[GIVEN RECORDS]
-*-*-

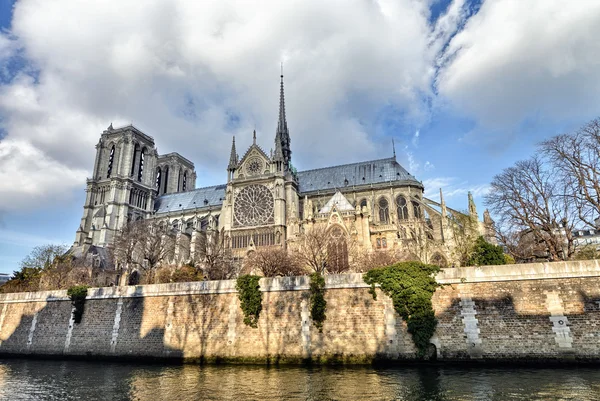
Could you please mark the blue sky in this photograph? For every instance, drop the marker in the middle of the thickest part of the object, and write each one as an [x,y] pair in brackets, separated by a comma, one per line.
[465,88]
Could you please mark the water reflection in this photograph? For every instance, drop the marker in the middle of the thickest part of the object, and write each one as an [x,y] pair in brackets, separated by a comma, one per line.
[54,380]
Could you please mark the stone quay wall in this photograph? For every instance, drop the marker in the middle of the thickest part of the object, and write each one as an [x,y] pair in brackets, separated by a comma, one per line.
[543,311]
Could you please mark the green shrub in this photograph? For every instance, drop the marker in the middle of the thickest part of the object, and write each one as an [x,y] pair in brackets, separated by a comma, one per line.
[411,286]
[485,254]
[250,298]
[77,295]
[318,304]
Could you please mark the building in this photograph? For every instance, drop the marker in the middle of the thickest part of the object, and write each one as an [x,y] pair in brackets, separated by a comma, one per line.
[369,206]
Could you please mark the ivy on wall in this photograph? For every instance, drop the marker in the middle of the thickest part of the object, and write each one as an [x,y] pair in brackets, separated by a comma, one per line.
[250,298]
[318,304]
[77,295]
[411,286]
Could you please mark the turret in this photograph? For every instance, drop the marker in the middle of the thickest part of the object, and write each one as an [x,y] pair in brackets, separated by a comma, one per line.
[233,160]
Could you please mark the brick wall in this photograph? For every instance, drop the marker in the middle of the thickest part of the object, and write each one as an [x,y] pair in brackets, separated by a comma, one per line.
[540,311]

-*-*-

[EXERCISE AIM]
Copy out the data verbatim, with no pictures.

[FINISHED EXERCISE]
Could you please mark the blue sky in this photograph? For every instance, drop the marker in the middle of the thickest part of the object, and write each one as an [x,y] pair in brackets, separated by a comma, one per line.
[465,88]
Could you please mark the water reflection in this photograph? For every instance, drop the marker in the middle of the thickest part of the object, and write each one as an [x,y] pair in brackets, separated by a comma, one per line.
[54,380]
Could you please mark the stone quay wall in this photograph? For every instance, drop the marker in the middle of the thickest part of the object, and write each one as an [x,y] pair in brackets, separated by a comma, one per line.
[543,311]
Could you please mark the green shrub in this photograph? For every instance, drop the marker in the middle of the thickest part of the object, and write each one as an [x,y] pair in brackets, separated by a comma, one per line.
[411,286]
[485,254]
[250,298]
[77,295]
[318,304]
Could you please mark the building in this photograph? For every instance, drop the marker in the middle of the thickest part of the object, and write each one as an [x,y] pair in brackets, separated by a comma, one per line.
[369,206]
Could you please mark the ivy on wall in this photograph? For every instance, drop the marker in the middle of the thickest part of the object, and write each one as an [x,y] pair in brackets, separated by a comma, one per line.
[250,298]
[318,304]
[77,295]
[411,286]
Could you please mark the turret in this photograph? For every instance, drop the marker in the middle of the thickest part of the object, and write each one as an [x,y] pair in brackets, separated by a comma, one per line.
[233,160]
Could you please mark the brick wall in this photograph? For every instance, drop the marker in the middle of the thickest part of the object, and write each one as an [x,y] pair in brackets, separated by a comma, one per line.
[540,311]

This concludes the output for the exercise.